PASSAGE ÉTUDIÉ

>>>>

A qui profite le crime ?

Les USA ont donc réagi en incriminant la responsabilité des "Etats-voyous". Pourtant, si une puissance a pu retirer des bénéfices impérialistes des attentats du 11 septembre, c'est bien les Etats-Unis.

Les attentats terroristes auront permis à la bourgeoisie américaine de réaliser un gigantesque coup de force dans l'arène mondiale au nom de l'anti-terrorisme. Ils auront fourni un prétexte rêvé pour prendre pied aux portes de l'Asie en occupant militairement l'Afghanistan et les pays limitrophes, c'est-à-dire les anciennes places fortes de son grand rival impérialiste d'il y a vingt ans, l'URSS. C'est là une spectaculaire percée stratégique américaine vers les terres et les mers chaudes d'Asie. Pour la première fois, l'impérialisme américain est à même d'investir toute l'Asie Centrale et ne se limite plus à chercher à conserver et renforcer un contrôle direct de la Méditerranée, à partir du Proche et du Moyen-Orient. Les Etats-Unis en annonçant une "guerre longue et dure" entendent légitimer le renforcement de leur présence militaire permanente dans la région (déjà assurée dans le Golfe par la présence de leur bases à Dharan en Arabie), au détriment direct de leurs rivaux déclarés ou potentiels et en forçant leur consentement.

En occupant militairement l'Ouzbékistan et le Tadjikistan, deux ex-républiques de l'empire éclaté de l'URSS, les Etats-Unis supplantent la Russie dans ses anciennes chasses gardées moyennant un "deal" qu'ils lui imposent désormais pieds et poings liés en mettant en avant des intérêts communs pour agir contre le "terrorisme intégriste".

Les Etats-Unis coupent ainsi en même temps l'herbe sous le pied des ambitions nouvelles de la Chine d'étendre son influence sur l'Asie Centrale. Du même coup, ils barrent désormais la route aux avancées impérialistes réalisées par l'Allemagne vers l'Est ces dernières années, que ce soit dans les Balkans et dans la zone faisant partie de l'ancien glacis russe ou par le jeu d'alliances que la bourgeoisie germanique cherche à s'aménager au Proche ou au Moyen-Orient, de la Turquie à l'Iran, indispensable pour prétendre se poser en futur rival principal des Etats-Unis.

<<<<

EXTRAIT DES DONNÉES
>>>>

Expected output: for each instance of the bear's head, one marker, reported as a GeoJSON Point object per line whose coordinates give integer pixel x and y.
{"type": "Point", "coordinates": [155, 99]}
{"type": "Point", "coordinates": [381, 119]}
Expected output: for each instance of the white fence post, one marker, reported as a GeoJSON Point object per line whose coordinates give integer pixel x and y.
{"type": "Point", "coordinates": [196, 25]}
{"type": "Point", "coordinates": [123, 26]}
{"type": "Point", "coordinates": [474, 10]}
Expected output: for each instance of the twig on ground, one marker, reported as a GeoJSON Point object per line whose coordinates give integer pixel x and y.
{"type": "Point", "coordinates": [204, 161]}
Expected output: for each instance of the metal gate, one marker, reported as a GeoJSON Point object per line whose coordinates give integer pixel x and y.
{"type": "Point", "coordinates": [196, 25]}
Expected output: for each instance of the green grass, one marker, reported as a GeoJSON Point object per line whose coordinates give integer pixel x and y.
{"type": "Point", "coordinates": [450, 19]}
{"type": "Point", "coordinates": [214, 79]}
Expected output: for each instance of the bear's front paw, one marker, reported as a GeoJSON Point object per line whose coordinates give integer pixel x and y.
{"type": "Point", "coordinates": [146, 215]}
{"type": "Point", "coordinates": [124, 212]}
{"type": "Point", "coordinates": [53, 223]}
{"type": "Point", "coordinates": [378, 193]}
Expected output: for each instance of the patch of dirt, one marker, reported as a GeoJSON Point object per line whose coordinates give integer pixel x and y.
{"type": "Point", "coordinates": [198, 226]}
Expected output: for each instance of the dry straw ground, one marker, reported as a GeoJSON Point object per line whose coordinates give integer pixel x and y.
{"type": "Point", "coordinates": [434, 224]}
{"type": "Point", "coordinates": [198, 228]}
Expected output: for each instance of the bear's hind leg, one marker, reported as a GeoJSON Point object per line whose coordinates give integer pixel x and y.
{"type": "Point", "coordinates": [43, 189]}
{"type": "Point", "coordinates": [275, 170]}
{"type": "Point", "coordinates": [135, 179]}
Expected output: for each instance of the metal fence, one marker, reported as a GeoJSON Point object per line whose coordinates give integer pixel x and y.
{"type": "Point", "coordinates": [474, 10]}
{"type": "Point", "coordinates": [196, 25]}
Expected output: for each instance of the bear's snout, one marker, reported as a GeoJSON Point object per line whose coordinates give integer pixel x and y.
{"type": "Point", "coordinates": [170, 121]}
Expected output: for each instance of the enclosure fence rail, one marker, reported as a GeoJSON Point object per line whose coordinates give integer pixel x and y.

<<<<

CONSIGNES
**A)** Mettez à jour le passage étudié en recopiant le segment allant de « Les Etats-Unis coupent » jusqu'à « principal des Etats-Unis. », où « l'Allemagne » devient « la France ».
**B)** Relevez tous les pays nommés dans le paragraphe du passage étudié qui commence par « Les Etats-Unis coupent ainsi ».
Les données n'ont aucun rôle à jouer ici.

CORRIGÉS
**A)**
Les Etats-Unis coupent ainsi en même temps l'herbe sous le pied des ambitions nouvelles de la Chine d'étendre son influence sur l'Asie Centrale. Du même coup, ils barrent désormais la route aux avancées impérialistes réalisées par la France vers l'Est ces dernières années, que ce soit dans les Balkans et dans la zone faisant partie de l'ancien glacis russe ou par le jeu d'alliances que la bourgeoisie germanique cherche à s'aménager au Proche ou au Moyen-Orient, de la Turquie à l'Iran, indispensable pour prétendre se poser en futur rival principal des Etats-Unis.

**B)** Les Etats-Unis, la Chine, l'Allemagne, la Turquie, l'Iran